§ **AIM**
Copy out every line of the data below word for word, keeping each one unchanged and in its original order.

**** DATASET EXTRACT ****

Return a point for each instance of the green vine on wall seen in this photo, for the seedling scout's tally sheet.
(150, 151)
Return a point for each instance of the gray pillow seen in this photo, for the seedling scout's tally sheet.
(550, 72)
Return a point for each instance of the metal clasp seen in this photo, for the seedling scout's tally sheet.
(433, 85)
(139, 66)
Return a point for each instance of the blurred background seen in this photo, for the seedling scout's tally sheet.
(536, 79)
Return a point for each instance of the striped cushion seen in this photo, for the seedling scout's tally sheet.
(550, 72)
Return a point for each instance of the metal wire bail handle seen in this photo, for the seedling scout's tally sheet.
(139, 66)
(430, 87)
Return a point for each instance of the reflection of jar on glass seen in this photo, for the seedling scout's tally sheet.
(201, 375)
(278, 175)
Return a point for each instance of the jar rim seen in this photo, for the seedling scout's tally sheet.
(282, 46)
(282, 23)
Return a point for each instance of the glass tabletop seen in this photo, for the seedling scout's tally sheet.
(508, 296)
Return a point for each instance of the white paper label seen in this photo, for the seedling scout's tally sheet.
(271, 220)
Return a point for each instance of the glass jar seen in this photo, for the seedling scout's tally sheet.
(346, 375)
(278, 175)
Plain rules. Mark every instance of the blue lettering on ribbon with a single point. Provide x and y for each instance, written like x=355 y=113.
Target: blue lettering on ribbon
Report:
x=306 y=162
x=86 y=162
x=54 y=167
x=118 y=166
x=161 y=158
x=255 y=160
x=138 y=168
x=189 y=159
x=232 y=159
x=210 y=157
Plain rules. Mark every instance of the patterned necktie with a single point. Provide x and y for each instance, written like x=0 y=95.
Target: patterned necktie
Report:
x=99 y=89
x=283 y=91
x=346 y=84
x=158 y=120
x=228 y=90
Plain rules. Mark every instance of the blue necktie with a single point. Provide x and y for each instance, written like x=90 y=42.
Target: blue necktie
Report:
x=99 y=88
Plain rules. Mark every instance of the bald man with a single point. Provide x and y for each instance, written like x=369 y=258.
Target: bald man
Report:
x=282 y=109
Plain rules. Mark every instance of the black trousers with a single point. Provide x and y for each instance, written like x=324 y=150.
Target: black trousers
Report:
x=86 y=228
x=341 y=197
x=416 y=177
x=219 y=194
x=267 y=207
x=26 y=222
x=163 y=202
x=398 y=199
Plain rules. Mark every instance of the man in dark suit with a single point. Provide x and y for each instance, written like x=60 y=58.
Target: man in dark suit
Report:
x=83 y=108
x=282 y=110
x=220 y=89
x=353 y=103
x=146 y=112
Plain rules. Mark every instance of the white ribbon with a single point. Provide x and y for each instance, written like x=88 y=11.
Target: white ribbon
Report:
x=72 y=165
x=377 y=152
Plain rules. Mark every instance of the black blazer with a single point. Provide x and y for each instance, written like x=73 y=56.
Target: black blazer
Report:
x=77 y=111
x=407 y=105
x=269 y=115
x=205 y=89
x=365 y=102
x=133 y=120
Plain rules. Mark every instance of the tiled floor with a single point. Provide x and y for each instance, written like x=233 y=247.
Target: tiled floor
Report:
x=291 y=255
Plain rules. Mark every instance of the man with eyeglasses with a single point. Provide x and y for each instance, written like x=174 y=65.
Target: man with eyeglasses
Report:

****

§ **TASK SOLUTION**
Return a point for each instance of the green vine on wall seen in this photo, for the seedling scout's tally sheet.
(150, 151)
Return a point for each instance of the gray pillow seen in this photo, for the seedling scout's tally sheet.
(550, 72)
Return a point for each instance of the metal clasp seen in this photo, for the seedling scout's tally sheet.
(433, 85)
(139, 66)
Return a point for each instance of the blurred background seen in this photo, for the seedling scout's tally sheet.
(536, 79)
Return a point for each instance of the striped cushion seen in this photo, for the seedling scout's tally sheet.
(550, 72)
Return a point for each instance of the metal wire bail handle seen in this photo, for the seedling scout's tally sheet.
(139, 66)
(430, 87)
Return a point for each instance of the reflection of jar on glass seen in this photo, for the seedling scout's tally sheet.
(201, 375)
(278, 175)
Return a point for each instance of the jar rim seen in this photo, for the seedling scout's tally sheet.
(282, 46)
(282, 23)
Return a point for each instance of the glass tabletop seen in this photo, for the seedling scout's tally sheet.
(508, 296)
Return a point for each instance of the white paper label seen in this photo, for the seedling scout's tally sheet.
(271, 220)
Return a point for each instance of the glass jar seen in this photo, for the seedling scout's tally sheet.
(346, 375)
(278, 175)
Plain rules. Mark every instance of the blue lettering on ribbon with a single point. Provide x and y for each instance, written like x=355 y=113.
Target: blue lettering on ribbon
Report:
x=306 y=162
x=86 y=162
x=54 y=167
x=118 y=166
x=161 y=158
x=255 y=160
x=138 y=168
x=189 y=159
x=232 y=159
x=210 y=157
Plain rules. Mark every instance of the patterned necktie with a single point. Provide x and y for each instance, written like x=0 y=95.
Target: patterned necktie
Report:
x=99 y=89
x=283 y=91
x=346 y=84
x=158 y=120
x=228 y=90
Plain rules. Mark every instance of the blue necktie with a single point. Provide x and y for each instance, written like x=90 y=42.
Target: blue necktie
Report:
x=99 y=88
Plain rules. Mark every instance of the bald man with a single point. Provide x and y for each instance, written like x=369 y=258.
Target: bald man
Report:
x=282 y=109
Plain rules. Mark every instance of the black trousers with a single point. Provide x and y for each instance, written like x=324 y=150.
Target: black trousers
Report:
x=86 y=228
x=341 y=197
x=416 y=177
x=219 y=194
x=267 y=207
x=26 y=222
x=163 y=202
x=398 y=199
Plain rules. Mark every instance of the man in dark suit with a single point. Provide x and y for each instance, written like x=60 y=58.
Target: man in dark suit
Report:
x=83 y=108
x=282 y=110
x=220 y=89
x=353 y=103
x=146 y=112
Plain rules. Mark every instance of the white ribbon with a single point. Provide x and y for each instance, written like x=88 y=11.
Target: white ribbon
Report:
x=72 y=165
x=377 y=152
Plain rules. Mark every instance of the black blazer with a single point. Provide x and y for each instance, written like x=73 y=56.
Target: black blazer
Report:
x=77 y=111
x=407 y=105
x=269 y=115
x=205 y=89
x=365 y=102
x=133 y=120
Plain rules. Mark every instance of the tiled floor with a single point. Provide x and y for each instance, written like x=233 y=247.
Target: tiled floor
Report:
x=291 y=255
Plain rules. Mark every instance of the man with eyeglasses with a single point. Provide x and y for each instance, written like x=174 y=65.
Target: man with eyeglasses
Report:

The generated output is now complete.